→ TEXT SEGMENT:
□ □ □ □ □ □ □
At the time, Weir paid little attention to the country’s spiraling conflict with Palestinians. It’s a conflict that grew out of Israel’s founding as a nation and continues to this day. But she soon began to notice the coverage of the conflict by American media “was very one-sided.”
Founded Research Institute
It was a realization that would motivate her work as a researcher and writer. In 2001, she traveled to the West Bank and Gaza Strip, where she said she found conditions that differed from what was being reported by U.S. media. The trip led to her founding a non-profit research institute focused on the Middle East conflict.
Her organization — If Americans Knew — was created “to provide information that is to a large degree missing from American press coverage of this critical region,” according to the institute’s website.
Weir recently delivered a keynote presentation to members and guests of the Fresno Center for Nonviolence. She described significant under-reporting by U.S. media outlets of Palestinian casualties at the hands of Israeli forces.
“Children were being shot, in many cases,” Weir told the group. “And yet, the news media — NPR, New York Times, San Francisco Chronicle — was sort of obscuring that fact.”
“After a while, I came to realize that this was the biggest cover-up I had ever seen,” she said.
Weir is the author of “Against Our Better Judgement: The Hidden History of How the U.S. Was Used to Create Israel.” The book was published in 2014.
□ □ □ □ □ □ □
According to the article about Weir, what is the name of the non-profit research institute she founded?

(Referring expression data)
□ □ □ □ □ □ □
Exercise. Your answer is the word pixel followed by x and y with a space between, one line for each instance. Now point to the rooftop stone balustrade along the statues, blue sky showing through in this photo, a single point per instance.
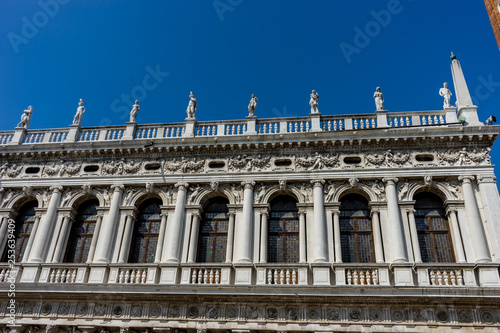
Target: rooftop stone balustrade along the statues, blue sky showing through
pixel 235 127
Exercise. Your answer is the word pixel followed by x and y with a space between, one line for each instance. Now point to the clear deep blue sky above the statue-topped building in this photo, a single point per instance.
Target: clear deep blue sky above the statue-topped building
pixel 225 50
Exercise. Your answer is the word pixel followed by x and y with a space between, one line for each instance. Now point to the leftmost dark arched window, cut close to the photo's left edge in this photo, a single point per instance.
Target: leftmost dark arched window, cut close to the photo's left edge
pixel 25 221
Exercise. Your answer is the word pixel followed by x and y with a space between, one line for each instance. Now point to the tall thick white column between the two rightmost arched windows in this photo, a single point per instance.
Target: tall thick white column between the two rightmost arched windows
pixel 398 247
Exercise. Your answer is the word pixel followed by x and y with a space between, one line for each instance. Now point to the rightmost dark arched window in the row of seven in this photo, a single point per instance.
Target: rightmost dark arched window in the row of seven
pixel 432 229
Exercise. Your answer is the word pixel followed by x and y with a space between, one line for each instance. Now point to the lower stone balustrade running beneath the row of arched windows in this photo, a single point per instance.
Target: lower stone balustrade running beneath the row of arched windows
pixel 303 274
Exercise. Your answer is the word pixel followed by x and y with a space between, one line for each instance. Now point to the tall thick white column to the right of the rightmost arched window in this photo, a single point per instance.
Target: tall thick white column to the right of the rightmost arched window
pixel 476 230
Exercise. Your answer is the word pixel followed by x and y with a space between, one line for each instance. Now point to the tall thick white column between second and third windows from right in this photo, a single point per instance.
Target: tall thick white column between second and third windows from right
pixel 320 245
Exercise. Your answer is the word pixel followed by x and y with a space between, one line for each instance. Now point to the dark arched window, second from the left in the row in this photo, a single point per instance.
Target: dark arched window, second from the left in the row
pixel 82 232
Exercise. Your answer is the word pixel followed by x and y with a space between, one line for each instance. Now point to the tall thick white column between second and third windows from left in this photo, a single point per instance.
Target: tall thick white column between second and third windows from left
pixel 108 229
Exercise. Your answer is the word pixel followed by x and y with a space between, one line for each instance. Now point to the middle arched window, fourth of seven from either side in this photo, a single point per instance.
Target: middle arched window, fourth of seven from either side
pixel 213 231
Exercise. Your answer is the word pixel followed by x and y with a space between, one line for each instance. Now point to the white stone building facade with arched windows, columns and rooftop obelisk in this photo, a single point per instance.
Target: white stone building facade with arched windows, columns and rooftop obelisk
□ □ □ □ □ □ □
→ RESULT OF THE EXERCISE: If Americans Knew